[Exercise data Boundary: Start]
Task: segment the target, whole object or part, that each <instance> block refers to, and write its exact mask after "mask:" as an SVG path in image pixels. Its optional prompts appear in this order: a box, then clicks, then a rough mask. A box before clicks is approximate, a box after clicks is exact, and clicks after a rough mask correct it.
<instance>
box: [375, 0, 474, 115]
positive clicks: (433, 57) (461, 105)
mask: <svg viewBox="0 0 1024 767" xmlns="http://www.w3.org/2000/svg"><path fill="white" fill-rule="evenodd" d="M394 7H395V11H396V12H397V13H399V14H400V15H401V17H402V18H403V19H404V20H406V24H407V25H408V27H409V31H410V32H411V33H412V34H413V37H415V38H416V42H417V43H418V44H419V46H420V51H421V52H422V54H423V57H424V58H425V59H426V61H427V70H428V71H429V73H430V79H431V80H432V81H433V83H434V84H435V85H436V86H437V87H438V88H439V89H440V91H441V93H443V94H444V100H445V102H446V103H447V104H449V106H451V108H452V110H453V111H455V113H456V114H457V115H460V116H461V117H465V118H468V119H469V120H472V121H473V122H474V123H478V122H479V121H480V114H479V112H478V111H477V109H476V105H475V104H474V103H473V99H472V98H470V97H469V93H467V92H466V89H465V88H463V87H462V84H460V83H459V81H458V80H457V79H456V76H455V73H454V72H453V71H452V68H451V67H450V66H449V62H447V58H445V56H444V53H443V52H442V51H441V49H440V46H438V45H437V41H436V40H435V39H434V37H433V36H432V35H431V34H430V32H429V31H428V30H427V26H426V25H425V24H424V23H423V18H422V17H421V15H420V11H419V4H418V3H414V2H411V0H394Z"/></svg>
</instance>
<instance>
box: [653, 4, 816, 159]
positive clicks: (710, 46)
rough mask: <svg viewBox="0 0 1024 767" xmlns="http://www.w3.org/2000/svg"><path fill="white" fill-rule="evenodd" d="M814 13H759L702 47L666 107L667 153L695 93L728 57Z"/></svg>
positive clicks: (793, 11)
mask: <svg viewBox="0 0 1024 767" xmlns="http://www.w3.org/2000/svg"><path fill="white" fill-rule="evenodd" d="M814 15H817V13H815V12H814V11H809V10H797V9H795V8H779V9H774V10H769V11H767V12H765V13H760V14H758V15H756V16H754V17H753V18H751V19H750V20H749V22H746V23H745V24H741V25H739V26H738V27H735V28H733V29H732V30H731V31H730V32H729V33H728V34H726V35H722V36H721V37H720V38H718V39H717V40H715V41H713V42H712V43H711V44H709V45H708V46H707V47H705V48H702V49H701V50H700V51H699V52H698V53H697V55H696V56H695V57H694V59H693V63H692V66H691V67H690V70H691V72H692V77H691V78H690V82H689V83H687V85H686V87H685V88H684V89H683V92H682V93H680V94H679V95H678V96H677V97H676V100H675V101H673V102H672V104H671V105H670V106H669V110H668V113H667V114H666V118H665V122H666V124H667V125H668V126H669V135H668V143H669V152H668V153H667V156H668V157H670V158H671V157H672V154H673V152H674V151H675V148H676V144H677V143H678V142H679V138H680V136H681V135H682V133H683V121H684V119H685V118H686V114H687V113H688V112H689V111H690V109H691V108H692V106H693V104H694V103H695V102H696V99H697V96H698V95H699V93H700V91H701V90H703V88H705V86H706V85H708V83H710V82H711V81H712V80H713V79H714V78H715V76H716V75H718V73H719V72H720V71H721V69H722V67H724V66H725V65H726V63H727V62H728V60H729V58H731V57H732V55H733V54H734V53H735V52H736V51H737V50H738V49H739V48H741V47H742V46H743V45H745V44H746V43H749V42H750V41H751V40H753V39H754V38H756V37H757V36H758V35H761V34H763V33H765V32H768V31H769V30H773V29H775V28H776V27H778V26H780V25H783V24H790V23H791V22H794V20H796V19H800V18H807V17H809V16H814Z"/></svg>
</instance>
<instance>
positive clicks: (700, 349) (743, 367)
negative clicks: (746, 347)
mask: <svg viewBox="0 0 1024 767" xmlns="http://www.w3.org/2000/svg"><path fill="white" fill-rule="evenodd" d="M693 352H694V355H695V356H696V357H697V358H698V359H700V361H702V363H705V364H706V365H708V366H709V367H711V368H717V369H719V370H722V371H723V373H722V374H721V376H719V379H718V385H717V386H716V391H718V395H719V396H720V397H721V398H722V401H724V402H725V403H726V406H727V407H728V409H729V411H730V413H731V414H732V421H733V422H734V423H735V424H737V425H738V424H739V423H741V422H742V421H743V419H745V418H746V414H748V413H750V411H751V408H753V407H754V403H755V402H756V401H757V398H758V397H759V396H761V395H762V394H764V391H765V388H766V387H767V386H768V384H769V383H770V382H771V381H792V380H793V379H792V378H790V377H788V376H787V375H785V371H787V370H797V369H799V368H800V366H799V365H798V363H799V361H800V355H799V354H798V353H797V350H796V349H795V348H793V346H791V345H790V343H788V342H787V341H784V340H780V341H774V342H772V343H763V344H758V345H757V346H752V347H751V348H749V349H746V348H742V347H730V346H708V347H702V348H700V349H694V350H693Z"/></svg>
[Exercise data Boundary: End]
What to do
Please format the stretch of entries from the start through the line containing "positive clicks: (433, 57) (461, 105)" as a Markdown table with the columns Row and Line, numbering each line and leaving out blank lines.

Solution to this exercise
| Row | Line |
|---|---|
| 1 | Task: segment the target, whole object or part, that each <instance> block refers to, and write its exact mask after "mask:" as an SVG path in image pixels. Its optional prompts appear in this order: a box, then clicks, then a rough mask. A box before clicks is approximate, a box after clicks is exact, and clicks after a rough mask correct it. |
| 2 | <instance> |
| 3 | box: [375, 0, 474, 115] |
| 4 | positive clicks: (433, 57) (461, 105) |